- **PASSAGE SHOWN**:
----

What's In Store for This Potent Leveraged RETL ETF? | ETF Trends

Up almost 40% to start the year, the Direxion Daily Retail Bull 3X ETF (RETL) has momentum on its side. Will that momentum continue with forthcoming holiday shopping data? RETL traders will be watching closely.

“Retailers suffered their worst annual sales performance on record in 2020, driven by slump in demand for fashion and homeware products,” a BBC News article said.

RETL seeks daily investment results of 300% of the daily performance of the S&P Retail Select Industry Index. With its triple leverage, RETL gives investors the ability to:

  • Magnify short term perspective with daily 3X leverage;
  • Go where there’s opportunity, with bull and bear funds for both sides of the trade; and
  • Stay agile, with liquidity to trade through rapidly changing markets

RETL invests in securities found within the index, which is a modified equal-weighted index that measures the performance of the stocks comprising the S&P Total Market Index. The fund has successfully been able to parry the effects of the pandemic since the sell-offs in March, giving bullish retail traders much to cheer about to end 2020.

----

- **DATASET CONTENT**:
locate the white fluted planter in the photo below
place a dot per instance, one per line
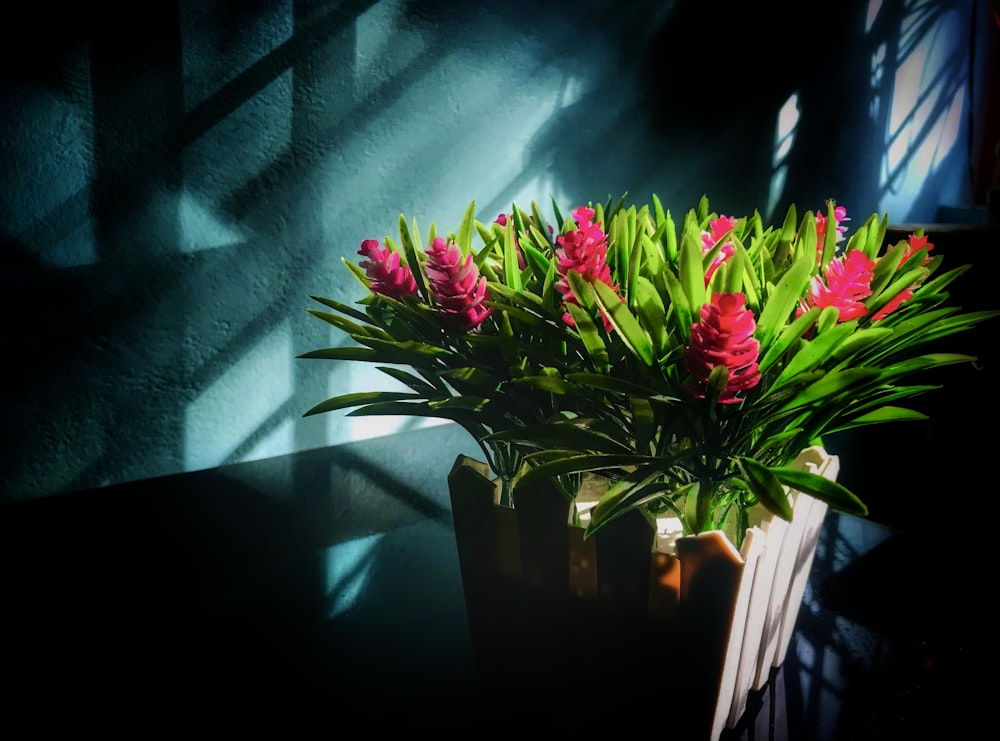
(693, 615)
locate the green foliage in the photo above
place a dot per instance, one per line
(552, 389)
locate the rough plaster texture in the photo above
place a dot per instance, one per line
(179, 178)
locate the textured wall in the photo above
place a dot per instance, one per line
(178, 179)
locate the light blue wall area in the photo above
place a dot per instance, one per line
(179, 179)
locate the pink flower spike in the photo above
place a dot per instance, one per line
(839, 216)
(383, 268)
(456, 285)
(845, 284)
(583, 216)
(584, 251)
(724, 336)
(913, 244)
(717, 227)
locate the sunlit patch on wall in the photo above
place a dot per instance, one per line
(278, 442)
(380, 51)
(218, 44)
(234, 406)
(874, 6)
(875, 81)
(201, 229)
(784, 138)
(927, 109)
(346, 377)
(48, 166)
(348, 566)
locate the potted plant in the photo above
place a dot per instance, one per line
(650, 397)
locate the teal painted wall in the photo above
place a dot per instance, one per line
(177, 180)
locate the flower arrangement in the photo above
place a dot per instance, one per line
(684, 364)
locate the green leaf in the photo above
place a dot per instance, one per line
(882, 415)
(625, 324)
(766, 486)
(511, 269)
(591, 337)
(365, 397)
(782, 300)
(791, 334)
(629, 492)
(412, 259)
(612, 384)
(830, 384)
(464, 236)
(692, 273)
(836, 495)
(810, 355)
(352, 328)
(345, 353)
(561, 435)
(343, 308)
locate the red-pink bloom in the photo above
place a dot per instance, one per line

----

- **PROBLEM REQUIREMENTS**:
Duplicate the stretch of the RETL ETF article from "RETL invests in" through "to end 2020.". None of the data has any bearing on what you need to do.

- **WRITTEN RESPONSE**:
RETL invests in securities found within the index, which is a modified equal-weighted index that measures the performance of the stocks comprising the S&P Total Market Index. The fund has successfully been able to parry the effects of the pandemic since the sell-offs in March, giving bullish retail traders much to cheer about to end 2020.